***** Material provided
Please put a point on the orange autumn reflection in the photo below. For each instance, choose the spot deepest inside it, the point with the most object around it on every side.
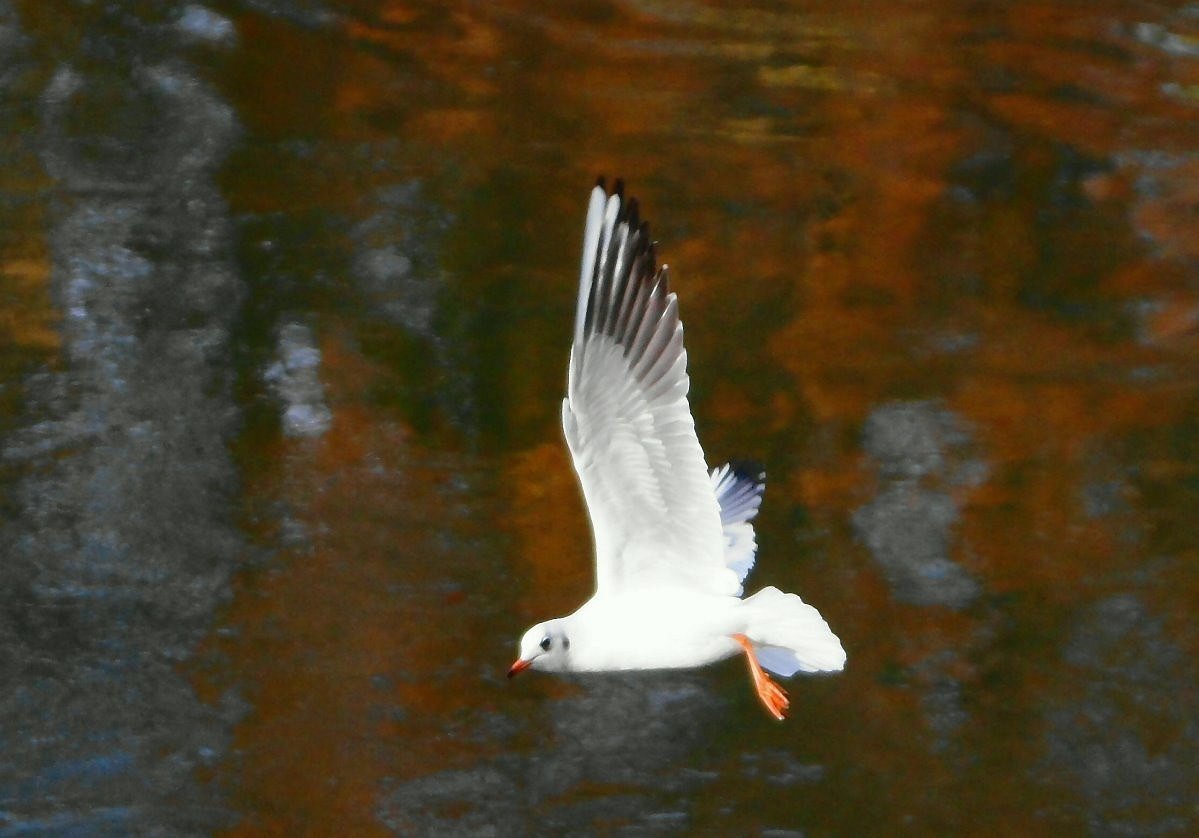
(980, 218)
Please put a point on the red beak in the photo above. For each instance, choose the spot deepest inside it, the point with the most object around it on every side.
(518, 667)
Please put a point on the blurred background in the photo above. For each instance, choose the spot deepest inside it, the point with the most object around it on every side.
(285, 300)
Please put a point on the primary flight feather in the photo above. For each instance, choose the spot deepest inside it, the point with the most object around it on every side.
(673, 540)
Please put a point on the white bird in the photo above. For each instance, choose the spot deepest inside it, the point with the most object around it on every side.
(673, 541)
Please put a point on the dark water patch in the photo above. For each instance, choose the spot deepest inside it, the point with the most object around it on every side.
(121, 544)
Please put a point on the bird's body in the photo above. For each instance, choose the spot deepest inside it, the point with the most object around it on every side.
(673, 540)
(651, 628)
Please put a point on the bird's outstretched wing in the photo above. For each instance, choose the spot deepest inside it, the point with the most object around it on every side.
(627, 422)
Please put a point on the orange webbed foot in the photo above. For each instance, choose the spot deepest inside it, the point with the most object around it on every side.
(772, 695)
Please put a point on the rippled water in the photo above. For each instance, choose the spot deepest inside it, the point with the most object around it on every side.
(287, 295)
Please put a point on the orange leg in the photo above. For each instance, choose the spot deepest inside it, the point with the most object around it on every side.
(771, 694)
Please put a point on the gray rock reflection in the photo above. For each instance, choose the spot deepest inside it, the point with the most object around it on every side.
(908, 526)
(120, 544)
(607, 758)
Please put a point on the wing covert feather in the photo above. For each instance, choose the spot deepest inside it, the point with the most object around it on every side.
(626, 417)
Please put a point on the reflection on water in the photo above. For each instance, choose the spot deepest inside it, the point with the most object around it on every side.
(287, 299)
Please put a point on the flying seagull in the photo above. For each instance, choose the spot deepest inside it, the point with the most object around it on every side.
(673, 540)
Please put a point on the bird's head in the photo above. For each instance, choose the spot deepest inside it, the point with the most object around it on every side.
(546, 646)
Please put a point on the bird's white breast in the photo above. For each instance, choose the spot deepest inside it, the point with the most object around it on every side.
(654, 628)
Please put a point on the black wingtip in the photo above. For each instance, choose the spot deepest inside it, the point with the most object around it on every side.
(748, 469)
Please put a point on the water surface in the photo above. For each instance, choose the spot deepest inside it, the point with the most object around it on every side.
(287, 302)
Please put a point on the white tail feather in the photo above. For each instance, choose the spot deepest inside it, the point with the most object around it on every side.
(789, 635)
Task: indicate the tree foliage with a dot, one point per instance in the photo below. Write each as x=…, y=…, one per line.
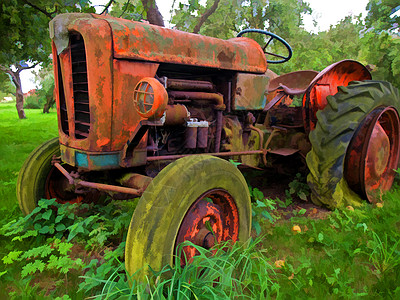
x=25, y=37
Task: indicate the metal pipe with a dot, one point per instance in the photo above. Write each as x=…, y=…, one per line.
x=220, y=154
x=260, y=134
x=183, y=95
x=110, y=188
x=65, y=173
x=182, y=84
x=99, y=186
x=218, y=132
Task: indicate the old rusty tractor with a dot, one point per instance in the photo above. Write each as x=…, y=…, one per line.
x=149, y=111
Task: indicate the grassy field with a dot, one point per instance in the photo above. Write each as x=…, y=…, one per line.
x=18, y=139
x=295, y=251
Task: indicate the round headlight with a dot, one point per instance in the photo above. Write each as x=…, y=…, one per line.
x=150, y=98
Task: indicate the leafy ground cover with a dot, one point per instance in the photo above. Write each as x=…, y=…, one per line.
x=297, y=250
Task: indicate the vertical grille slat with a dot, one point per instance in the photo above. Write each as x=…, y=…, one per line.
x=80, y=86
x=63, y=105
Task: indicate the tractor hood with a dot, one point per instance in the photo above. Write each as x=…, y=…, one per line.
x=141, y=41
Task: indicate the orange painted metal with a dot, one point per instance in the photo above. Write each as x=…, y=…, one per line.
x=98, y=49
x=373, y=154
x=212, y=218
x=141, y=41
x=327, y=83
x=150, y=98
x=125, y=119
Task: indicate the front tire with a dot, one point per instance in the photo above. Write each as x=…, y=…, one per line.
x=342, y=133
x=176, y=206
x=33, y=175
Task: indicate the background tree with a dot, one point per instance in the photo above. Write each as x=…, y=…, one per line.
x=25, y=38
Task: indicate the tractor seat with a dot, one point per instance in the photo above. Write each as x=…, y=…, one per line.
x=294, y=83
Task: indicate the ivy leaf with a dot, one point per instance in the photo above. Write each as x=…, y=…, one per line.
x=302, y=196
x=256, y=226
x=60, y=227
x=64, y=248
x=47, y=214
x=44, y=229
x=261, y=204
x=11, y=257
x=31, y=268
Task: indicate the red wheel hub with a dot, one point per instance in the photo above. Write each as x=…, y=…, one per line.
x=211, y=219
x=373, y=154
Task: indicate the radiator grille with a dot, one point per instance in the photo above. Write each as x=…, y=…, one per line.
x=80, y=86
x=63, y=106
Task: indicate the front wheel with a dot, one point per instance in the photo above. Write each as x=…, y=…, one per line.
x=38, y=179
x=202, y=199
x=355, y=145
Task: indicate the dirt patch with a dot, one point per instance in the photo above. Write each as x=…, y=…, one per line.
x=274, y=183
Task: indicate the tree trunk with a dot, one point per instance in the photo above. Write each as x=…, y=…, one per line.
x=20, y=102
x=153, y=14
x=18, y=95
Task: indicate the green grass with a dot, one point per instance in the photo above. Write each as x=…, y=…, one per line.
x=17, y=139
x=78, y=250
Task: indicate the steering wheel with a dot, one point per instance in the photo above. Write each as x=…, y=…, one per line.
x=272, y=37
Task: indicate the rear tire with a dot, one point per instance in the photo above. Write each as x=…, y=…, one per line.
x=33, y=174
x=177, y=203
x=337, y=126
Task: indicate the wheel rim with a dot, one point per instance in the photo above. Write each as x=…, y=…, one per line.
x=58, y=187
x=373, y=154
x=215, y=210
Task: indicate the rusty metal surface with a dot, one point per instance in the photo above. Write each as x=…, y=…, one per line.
**********
◆ Task details:
Substitute "farthest inside it" for every occurrence of "deepest inside it" throughout the lines above, and reproduce all of them with nothing else altered. Omit the pictures from your answer.

◆ Completed task:
Please put a point on the orange autumn reflection in the photo below. For each instance, choose the spot farthest inside it, the point with the most object around it on every side.
(980, 218)
Please put a point on the red beak in the photo above. For each instance, choose the spot farthest inside it, the point with the most object around it on every side.
(518, 667)
Please put a point on the blurred background in the photo above. For each instance, choose the spot farthest inside it, the point with the most object around it on every side.
(285, 300)
Please put a point on the primary flight feather in the photo above. For each instance, choose the spot farthest inside it, the point with the most object around it on every side.
(673, 540)
Please put a point on the white bird in the photo above. For each instance, choose the spot farthest inside it, the point with the most object around it on every side.
(673, 541)
Please put a point on the dark water patch in the photo above. For each instance, choose the spot farthest inside it, the point with the most object around it on every side.
(121, 544)
Please put a point on the bird's body in the photo above. For each instance, choose the spot farthest inside it, the point with the most object around it on every side.
(673, 540)
(651, 628)
Please put a point on the bird's outstretched wing in the photo above. For each instance, choose the spot farthest inside it, the point with the most object around it on every side.
(627, 422)
Please put a point on the orange webbed foot in the photo above. For each instance, choose the spot farthest inside it, the point with the most object around it on every side.
(772, 695)
Please put a point on the rippled water in the photo above. For each instance, choose the spot farthest inside it, the point with the most object around it on every side.
(287, 295)
Please put a point on the orange leg in the photo above. For each instance, choose the spot farthest inside it, the point with the most object around it on every side.
(771, 694)
Please put a point on the gray rock reflection in the photo above. For each instance, choose the spot farthest inside it, the point with the most object around it on every side.
(908, 526)
(120, 544)
(607, 758)
Please put a point on the wing covert feather in the photo above. For each instance, choose the spot farthest inside it, the point with the most object around it on every side.
(626, 417)
Please put a point on the reflection on water in the photo above. For each instance, choose the spot farthest inside it, the point with the most object around it on every side.
(287, 299)
Please put a point on the flying seagull in the photo above. For each instance, choose the spot farthest inside it, the point with the most object around it on every side.
(673, 540)
Please put a point on the bird's head in the photo above. For each instance, choose the spot farthest inside it, the point with the most object around it on every side.
(546, 646)
Please put a point on the bird's white breast in the photo above. For each instance, choose the spot farthest inside it, the point with the most object around it on every side.
(654, 628)
Please put a point on the black wingtip in the photo above. For each instance, choose the spot farthest inside it, the point with the most object around it on every side.
(748, 469)
Please put a point on the water surface in the photo above. For each instance, choose the spot farthest inside it, the point with the most object around it on every side.
(287, 302)
Please put a point on the white tail feather in the photo above. For each instance, choose the spot farthest inside it, the point with the most object around it on every side.
(789, 635)
Task: indicate the tree foliage with a dot, one point per instance in the photo below. Write each as x=…, y=…, one per line.
x=25, y=37
Task: indicate the metal pipe with a dot, one point per instance in the photo above. Write each as x=…, y=…, one per line.
x=220, y=154
x=260, y=134
x=183, y=95
x=110, y=188
x=65, y=173
x=182, y=84
x=99, y=186
x=218, y=132
Task: indicate the old rusty tractor with a dot, one point per instance in the photo above. Write each as x=…, y=…, one per line.
x=149, y=111
Task: indicate the grassy field with a dot, one point per instance in the photo above. Write each as x=…, y=…, one per line.
x=18, y=139
x=295, y=251
Task: indicate the round headlight with a dot, one point per instance in the photo above. Write each as x=…, y=…, one per line.
x=150, y=98
Task: indicate the leafy ground cover with a dot, one point per instance in the photo above. Write each as x=…, y=…, one per line.
x=297, y=250
Task: indicate the vertical grille slat with a dot, one point per instance in the photo above. Write each as x=…, y=…, one per line.
x=80, y=86
x=63, y=105
Task: indicate the tractor hood with a dot, one point per instance in the photo above. Write each as x=…, y=…, one per line.
x=141, y=41
Task: indicate the orange painted metal with a dot, one point per instance in the photo above. Write each as x=…, y=…, one per line.
x=98, y=49
x=373, y=154
x=212, y=218
x=141, y=41
x=327, y=83
x=150, y=98
x=125, y=119
Task: indicate the front tire with a dot, one point per instance in the photo above. Write each as x=…, y=…, one per line.
x=342, y=133
x=176, y=206
x=33, y=175
Task: indicate the background tree with a dot, one point per instance in the photo above. Write each as x=…, y=…, one per line.
x=25, y=38
Task: indicate the tractor seat with a dot, one point per instance in the photo above. Write each as x=…, y=…, one per line.
x=294, y=83
Task: indicate the ivy leaf with a dot, one point per instance in the photo above. Write each as x=…, y=…, one per line.
x=302, y=196
x=256, y=226
x=60, y=227
x=64, y=248
x=47, y=214
x=44, y=229
x=261, y=204
x=11, y=257
x=31, y=268
Task: indicate the red wheel hub with a dot, one point per instance in the photo above. Write each as x=…, y=…, one per line.
x=211, y=219
x=373, y=154
Task: indicate the radiator grille with a dot, one point per instance in the photo above. Write each as x=…, y=…, one per line.
x=80, y=86
x=63, y=106
Task: indicate the front wheel with a dot, one point per instance in the photo above. Write each as x=…, y=…, one per line.
x=38, y=179
x=202, y=199
x=355, y=145
Task: indicate the dirt patch with a dot, one point per instance in the photo above. Write each as x=…, y=…, one per line.
x=274, y=183
Task: indicate the tree trunk with a dot, one point per instance in the photo above. Write each as x=…, y=…, one per line.
x=20, y=102
x=153, y=14
x=18, y=95
Task: indicate the green grass with a dot, one point per instance in the photo above. Write each as x=…, y=…, one per line.
x=17, y=139
x=78, y=250
Task: indicate the steering wheel with a dot, one point per instance in the photo above. Write each as x=…, y=…, one per line.
x=272, y=37
Task: indicate the rear tire with a dot, one point per instance in the photo above. Write each as x=…, y=…, one per line.
x=33, y=174
x=177, y=203
x=337, y=126
Task: indicate the wheel rim with a dot, one point per instance in the photo above. Write each as x=…, y=…, one per line.
x=58, y=187
x=373, y=154
x=215, y=210
Task: indicate the rusty metal surface with a dot, one point per instance in the photo above. Write each as x=…, y=…, one per line.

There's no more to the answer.